• Problems and tasks:
1. Return the part of the vocabulary article that begins with the words containing "Why You Should" and ends with "to finish it!)", copied word for word.
2. List every number written in digits in the vocabulary article, in the order they appear.

• Source extract:
· · · · · · ·

Why You Should Improve Your Vocabulary

dictionary

dictionary

When I discovered that today, October 16, is “National Dictionary Day”, I thought I’d take two minutes to totally geek out and share why I’m a proponent of improving your vocabulary every day.

What is National Dictionary Day? It honors Noah Webster, considered the Father of the American Dictionary, and strives to bring awareness to the importance of developing vocabulary. (Fun fact: Webster began writing his dictionary at the age of 43 and it took him 27 years to finish it!)

I admit I’m smitten with this pseudo-holiday. Not only is my town (West Brookfield, Massachusetts) home to Charles Merriam, who is famous for publishing the first Webster’s Dictionary, but I love learning new words, trying to use them in my life, and feeling wicked smart when I recognize them in a sentence.

It started in middle school when we were assigned chapters in our vocabulary book that introduced us to a list of new words and provided numerous exercises to help absorb them in our language repertoire. This was the only homework that actually came natural to me, and as a result I craved learning more new words.

Fortunately, there is no shortage of words to learn. And if you think about it, dictionaries are kind of a big deal; certainly you’ve used one in your life. Dictionaries literally are the bible of our language, and language and communication is by far one of the most important parts of our lives.

· · · · · · ·

• Raw data:
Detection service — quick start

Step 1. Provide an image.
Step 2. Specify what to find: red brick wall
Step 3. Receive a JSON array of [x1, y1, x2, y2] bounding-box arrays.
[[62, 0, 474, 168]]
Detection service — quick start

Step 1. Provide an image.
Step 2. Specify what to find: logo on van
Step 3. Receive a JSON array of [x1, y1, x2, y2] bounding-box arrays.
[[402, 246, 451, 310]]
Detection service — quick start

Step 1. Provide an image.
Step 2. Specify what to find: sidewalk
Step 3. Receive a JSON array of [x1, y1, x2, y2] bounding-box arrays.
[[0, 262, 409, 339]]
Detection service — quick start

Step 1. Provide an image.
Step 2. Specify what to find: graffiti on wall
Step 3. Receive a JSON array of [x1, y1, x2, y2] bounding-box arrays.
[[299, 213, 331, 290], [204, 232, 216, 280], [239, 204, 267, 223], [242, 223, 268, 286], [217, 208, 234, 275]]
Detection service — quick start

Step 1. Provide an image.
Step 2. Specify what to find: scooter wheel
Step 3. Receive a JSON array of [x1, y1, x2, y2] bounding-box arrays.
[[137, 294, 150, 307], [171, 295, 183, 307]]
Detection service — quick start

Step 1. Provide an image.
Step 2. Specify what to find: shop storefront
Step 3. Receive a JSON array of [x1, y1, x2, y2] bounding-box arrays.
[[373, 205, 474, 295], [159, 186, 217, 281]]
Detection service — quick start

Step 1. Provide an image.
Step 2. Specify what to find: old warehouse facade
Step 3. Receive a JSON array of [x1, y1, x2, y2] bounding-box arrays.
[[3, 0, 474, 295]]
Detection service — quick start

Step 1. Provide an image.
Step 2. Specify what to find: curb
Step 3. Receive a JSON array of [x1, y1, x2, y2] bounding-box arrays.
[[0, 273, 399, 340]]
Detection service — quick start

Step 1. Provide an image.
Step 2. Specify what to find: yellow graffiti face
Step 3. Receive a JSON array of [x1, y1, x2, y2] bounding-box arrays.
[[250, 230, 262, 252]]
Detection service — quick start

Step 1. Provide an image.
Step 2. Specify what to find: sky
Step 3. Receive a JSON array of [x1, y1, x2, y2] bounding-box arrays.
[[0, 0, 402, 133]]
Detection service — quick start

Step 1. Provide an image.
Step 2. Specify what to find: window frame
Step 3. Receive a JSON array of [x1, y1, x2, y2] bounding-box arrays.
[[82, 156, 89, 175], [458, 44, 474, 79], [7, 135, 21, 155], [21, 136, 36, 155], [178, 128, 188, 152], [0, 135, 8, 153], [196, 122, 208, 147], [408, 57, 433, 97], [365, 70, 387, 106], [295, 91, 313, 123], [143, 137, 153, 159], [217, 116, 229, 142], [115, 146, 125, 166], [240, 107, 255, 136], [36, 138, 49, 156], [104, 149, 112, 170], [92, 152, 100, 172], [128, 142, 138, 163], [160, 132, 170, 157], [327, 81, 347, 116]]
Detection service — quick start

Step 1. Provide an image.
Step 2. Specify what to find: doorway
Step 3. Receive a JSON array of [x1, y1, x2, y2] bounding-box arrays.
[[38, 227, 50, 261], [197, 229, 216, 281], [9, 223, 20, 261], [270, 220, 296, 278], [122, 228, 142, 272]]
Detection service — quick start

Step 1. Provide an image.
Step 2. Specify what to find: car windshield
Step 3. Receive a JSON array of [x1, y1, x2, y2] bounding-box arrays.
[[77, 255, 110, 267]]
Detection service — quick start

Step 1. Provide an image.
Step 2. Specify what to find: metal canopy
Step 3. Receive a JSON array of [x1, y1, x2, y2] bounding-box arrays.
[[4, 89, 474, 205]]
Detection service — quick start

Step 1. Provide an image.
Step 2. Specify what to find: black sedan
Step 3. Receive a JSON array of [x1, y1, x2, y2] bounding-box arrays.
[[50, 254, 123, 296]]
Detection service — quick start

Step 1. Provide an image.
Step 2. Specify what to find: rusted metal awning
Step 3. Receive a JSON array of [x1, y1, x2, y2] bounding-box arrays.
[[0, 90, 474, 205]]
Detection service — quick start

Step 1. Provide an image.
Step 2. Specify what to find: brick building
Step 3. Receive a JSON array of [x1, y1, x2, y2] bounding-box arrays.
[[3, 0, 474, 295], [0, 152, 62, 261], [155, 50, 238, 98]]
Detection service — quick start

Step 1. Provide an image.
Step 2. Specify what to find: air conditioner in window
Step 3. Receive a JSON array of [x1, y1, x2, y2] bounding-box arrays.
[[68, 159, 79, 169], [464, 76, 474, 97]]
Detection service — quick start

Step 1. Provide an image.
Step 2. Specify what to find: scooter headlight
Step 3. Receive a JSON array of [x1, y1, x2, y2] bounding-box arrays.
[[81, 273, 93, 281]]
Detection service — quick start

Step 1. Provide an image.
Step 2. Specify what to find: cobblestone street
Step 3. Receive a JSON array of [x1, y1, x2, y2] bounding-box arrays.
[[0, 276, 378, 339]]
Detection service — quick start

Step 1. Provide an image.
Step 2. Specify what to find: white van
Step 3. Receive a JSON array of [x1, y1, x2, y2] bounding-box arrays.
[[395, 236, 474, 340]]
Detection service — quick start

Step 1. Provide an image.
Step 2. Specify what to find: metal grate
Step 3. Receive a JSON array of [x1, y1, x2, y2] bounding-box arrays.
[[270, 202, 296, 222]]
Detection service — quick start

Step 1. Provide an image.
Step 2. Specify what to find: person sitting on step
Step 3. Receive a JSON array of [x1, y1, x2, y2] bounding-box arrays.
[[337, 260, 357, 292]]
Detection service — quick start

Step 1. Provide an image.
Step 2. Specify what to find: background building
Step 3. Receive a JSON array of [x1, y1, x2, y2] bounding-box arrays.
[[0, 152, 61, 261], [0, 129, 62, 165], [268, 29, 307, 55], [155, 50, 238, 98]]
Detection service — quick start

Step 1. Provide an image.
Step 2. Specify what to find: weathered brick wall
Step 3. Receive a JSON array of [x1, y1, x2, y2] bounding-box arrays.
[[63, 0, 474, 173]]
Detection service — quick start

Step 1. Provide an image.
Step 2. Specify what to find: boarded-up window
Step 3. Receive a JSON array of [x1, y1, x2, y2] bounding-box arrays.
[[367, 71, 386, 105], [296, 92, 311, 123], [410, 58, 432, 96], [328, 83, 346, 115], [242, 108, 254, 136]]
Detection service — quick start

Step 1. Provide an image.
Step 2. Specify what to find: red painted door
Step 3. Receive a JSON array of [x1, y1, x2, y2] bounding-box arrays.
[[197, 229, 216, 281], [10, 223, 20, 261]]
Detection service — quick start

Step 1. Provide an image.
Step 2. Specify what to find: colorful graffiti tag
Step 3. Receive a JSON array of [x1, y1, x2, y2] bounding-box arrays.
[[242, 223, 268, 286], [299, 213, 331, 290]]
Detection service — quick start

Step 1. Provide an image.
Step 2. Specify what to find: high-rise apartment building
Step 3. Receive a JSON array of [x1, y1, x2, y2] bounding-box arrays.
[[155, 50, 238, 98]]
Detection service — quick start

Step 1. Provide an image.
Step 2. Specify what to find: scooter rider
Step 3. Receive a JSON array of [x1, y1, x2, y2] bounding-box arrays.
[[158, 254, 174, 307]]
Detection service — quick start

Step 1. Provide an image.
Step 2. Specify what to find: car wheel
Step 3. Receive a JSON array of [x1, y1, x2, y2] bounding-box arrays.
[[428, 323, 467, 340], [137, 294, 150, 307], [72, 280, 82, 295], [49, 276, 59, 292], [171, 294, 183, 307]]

· · · · · · ·

• Expected answers:
1.
Why You Should Improve Your Vocabulary

dictionary

dictionary

When I discovered that today, October 16, is “National Dictionary Day”, I thought I’d take two minutes to totally geek out and share why I’m a proponent of improving your vocabulary every day.

What is National Dictionary Day? It honors Noah Webster, considered the Father of the American Dictionary, and strives to bring awareness to the importance of developing vocabulary. (Fun fact: Webster began writing his dictionary at the age of 43 and it took him 27 years to finish it!)

2. 16, 43, 27